What to do:
Copy out every record precisely.

The records:
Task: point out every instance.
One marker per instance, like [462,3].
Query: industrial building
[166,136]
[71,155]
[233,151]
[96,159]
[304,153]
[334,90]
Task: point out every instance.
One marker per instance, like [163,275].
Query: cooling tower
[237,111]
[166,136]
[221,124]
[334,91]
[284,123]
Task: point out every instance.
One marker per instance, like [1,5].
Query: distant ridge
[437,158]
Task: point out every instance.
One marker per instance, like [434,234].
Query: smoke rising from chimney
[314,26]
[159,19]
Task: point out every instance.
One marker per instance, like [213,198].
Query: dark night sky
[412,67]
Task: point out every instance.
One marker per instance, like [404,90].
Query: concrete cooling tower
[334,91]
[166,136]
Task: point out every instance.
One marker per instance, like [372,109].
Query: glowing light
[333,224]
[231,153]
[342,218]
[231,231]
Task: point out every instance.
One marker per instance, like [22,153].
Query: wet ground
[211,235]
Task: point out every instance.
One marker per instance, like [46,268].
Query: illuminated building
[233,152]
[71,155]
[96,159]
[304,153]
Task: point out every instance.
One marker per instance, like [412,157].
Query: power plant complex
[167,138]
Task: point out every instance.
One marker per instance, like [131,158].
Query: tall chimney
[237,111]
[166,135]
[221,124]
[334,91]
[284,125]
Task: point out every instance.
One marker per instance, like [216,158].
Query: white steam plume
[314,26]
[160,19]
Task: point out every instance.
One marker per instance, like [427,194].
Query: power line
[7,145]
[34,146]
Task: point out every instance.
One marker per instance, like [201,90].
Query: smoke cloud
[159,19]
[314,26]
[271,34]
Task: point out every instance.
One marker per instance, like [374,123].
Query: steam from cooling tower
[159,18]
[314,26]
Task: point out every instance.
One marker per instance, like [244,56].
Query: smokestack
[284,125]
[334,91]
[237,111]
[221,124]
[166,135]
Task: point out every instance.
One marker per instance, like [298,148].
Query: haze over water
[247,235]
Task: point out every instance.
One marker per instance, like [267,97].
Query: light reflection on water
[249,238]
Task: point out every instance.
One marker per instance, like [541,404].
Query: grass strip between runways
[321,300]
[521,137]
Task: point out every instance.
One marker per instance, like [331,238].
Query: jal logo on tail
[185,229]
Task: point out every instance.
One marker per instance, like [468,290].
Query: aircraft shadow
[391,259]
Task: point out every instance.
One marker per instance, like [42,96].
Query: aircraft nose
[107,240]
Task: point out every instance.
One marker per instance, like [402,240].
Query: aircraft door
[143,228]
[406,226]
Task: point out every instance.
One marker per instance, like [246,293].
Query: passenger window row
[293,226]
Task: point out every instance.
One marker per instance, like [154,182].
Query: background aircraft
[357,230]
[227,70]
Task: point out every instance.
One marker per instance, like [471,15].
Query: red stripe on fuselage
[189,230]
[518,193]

Solution for this problem:
Task: point out every instance.
One marker per instance, like [462,3].
Query: industrial building
[166,136]
[71,155]
[233,151]
[96,159]
[304,153]
[334,90]
Task: point out every instance.
One marker per instance, like [163,275].
Query: cooling tower
[237,111]
[166,136]
[221,124]
[334,91]
[284,123]
Task: point out every instance.
One marker per instance, like [1,5].
Query: distant ridge
[437,158]
Task: point out every instance.
One marker per instance, like [434,234].
Query: smoke rising from chimney
[314,26]
[159,19]
Task: point out every instance.
One marker per instance, like [213,198].
Query: dark night sky
[412,67]
Task: point out every instance.
One marker per instance, like [404,90].
Query: concrete cooling tower
[334,91]
[166,136]
Task: point out every instance.
One marker per instance, like [372,109].
Query: glowing light
[333,224]
[231,153]
[342,218]
[231,231]
Task: point out every instance.
One marker per instance, like [22,153].
Query: wet ground
[211,235]
Task: point out every instance.
One marker per instance, like [46,268].
Query: illuminated building
[233,152]
[71,155]
[96,159]
[304,153]
Task: point out every instance.
One marker per instance, like [412,157].
Query: power plant complex
[167,138]
Task: point out every instance.
One marker per instance, like [131,158].
Query: tall chimney
[237,111]
[166,135]
[221,124]
[334,91]
[284,125]
Task: point out every instance.
One marker per instance, like [216,158].
Query: white steam plume
[314,26]
[160,19]
Task: point out every instance.
One marker per instance, like [427,194].
Query: power line
[7,145]
[34,146]
Task: point out every instance.
One marker per instance, like [201,90].
Query: smoke cloud
[159,19]
[314,26]
[271,34]
Task: point out every instance.
One marker per instance, like [374,123].
Query: steam from cooling tower
[159,18]
[314,26]
Task: point out every instance.
One marker per instance, like [244,56].
Query: smokestack
[284,125]
[334,91]
[237,111]
[221,124]
[166,135]
Task: point out every instance.
One marker per instance, like [298,148].
Query: haze over water
[247,235]
Task: point out every instance.
One marker per instance, like [267,97].
Query: light reflection on water
[249,238]
Task: point out every instance.
One marker per instance, like [541,404].
Query: grass strip between runways
[321,300]
[521,137]
Task: point out every instance.
One marker per instance, like [331,238].
Query: jal logo on tail
[185,229]
Task: point out every instance.
One marker per instance, like [468,290].
Query: aircraft shadow
[391,259]
Task: point out every instance.
One marker per instance, like [42,96].
Query: aircraft nose
[107,240]
Task: point out every instance.
One marker per instance, like [402,240].
Query: aircraft door
[143,228]
[406,226]
Task: point out every instance.
One marker per instance, like [246,293].
Query: passenger window row
[293,226]
Task: point out every instance.
One marker per instance, like [154,182].
Query: background aircraft
[357,230]
[227,70]
Task: point out every instance.
One marker per instance, like [471,15].
Query: red stripe on fuselage
[189,230]
[518,193]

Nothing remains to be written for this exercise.